> **Action item**
Repeat each entry below exactly.

━━━━━━

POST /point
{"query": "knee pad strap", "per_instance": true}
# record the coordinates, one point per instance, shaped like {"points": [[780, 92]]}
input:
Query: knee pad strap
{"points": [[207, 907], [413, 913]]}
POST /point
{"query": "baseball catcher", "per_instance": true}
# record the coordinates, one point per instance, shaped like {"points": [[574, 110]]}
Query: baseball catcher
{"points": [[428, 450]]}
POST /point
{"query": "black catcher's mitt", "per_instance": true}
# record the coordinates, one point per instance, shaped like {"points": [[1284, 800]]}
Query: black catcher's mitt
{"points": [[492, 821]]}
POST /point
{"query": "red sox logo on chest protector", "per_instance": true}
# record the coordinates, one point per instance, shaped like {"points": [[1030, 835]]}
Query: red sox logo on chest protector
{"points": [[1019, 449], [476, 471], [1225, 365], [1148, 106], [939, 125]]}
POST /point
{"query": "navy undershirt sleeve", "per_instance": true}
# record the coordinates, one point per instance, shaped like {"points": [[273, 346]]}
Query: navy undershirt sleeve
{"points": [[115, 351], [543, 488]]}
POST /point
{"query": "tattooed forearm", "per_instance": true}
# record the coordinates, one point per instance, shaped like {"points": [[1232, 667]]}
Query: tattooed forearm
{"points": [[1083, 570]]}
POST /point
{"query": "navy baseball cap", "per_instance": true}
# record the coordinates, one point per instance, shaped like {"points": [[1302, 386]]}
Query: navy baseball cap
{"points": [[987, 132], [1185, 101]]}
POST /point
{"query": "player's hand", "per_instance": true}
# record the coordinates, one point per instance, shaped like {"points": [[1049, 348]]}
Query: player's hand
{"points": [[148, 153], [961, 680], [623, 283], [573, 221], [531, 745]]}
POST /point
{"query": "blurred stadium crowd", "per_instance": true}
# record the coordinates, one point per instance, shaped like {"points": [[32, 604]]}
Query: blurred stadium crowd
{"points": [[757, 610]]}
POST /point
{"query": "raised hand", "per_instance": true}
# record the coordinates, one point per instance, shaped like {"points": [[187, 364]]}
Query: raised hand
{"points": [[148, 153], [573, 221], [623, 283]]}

━━━━━━

> **Task solution**
POST /point
{"query": "knee pad strap", "per_instance": true}
# record the coordinates, one point per instance, shaped like {"points": [[780, 92]]}
input:
Query: knee pad strap
{"points": [[207, 907], [413, 913]]}
POST /point
{"query": "baseball catcher", "per_instance": true}
# record the coordinates, one point per instance, shaped like {"points": [[574, 110]]}
Query: baseball catcher
{"points": [[428, 450]]}
POST /point
{"query": "black catcher's mitt", "per_instance": true}
# record the coordinates, one point per instance, shaped like {"points": [[1284, 800]]}
Query: black catcher's mitt
{"points": [[492, 821]]}
POST /point
{"query": "red sox logo on chest protector", "per_instance": true}
# record the coordinates, one point per instance, shaped like {"points": [[1030, 835]]}
Query: red sox logo on chest protector
{"points": [[1019, 449], [476, 471], [1225, 365], [1148, 106], [939, 125]]}
POST /point
{"query": "navy undershirt sleeve", "per_instance": true}
# record the coordinates, one point per instance, shaped like {"points": [[273, 346]]}
Query: navy undershirt sleeve
{"points": [[115, 351], [543, 488]]}
POST /point
{"query": "tattooed forearm", "per_instance": true}
# record the coordinates, one point per instance, shaped like {"points": [[1232, 667]]}
Query: tattooed forearm
{"points": [[1083, 570]]}
POST /point
{"query": "navy baseball cap", "per_instance": true}
# record the coordinates, one point per instance, shaped like {"points": [[1302, 386]]}
Query: navy baseball cap
{"points": [[987, 132], [1185, 101]]}
POST /point
{"query": "player's hand", "per_instance": true}
# record the coordinates, one point per instance, shaped like {"points": [[1049, 348]]}
Query: player's hand
{"points": [[148, 153], [961, 680], [623, 283], [573, 221], [531, 745]]}
POST /point
{"query": "blurred stadium crowd", "per_instance": true}
# record the coordinates, one point per instance, shaped like {"points": [[32, 604]]}
Query: blurred stadium crowd
{"points": [[757, 610]]}
POST /point
{"query": "raised hand", "per_instance": true}
# record the coordinates, one point per instance, shaped like {"points": [[187, 364]]}
Query: raised hand
{"points": [[148, 153], [573, 221], [623, 283]]}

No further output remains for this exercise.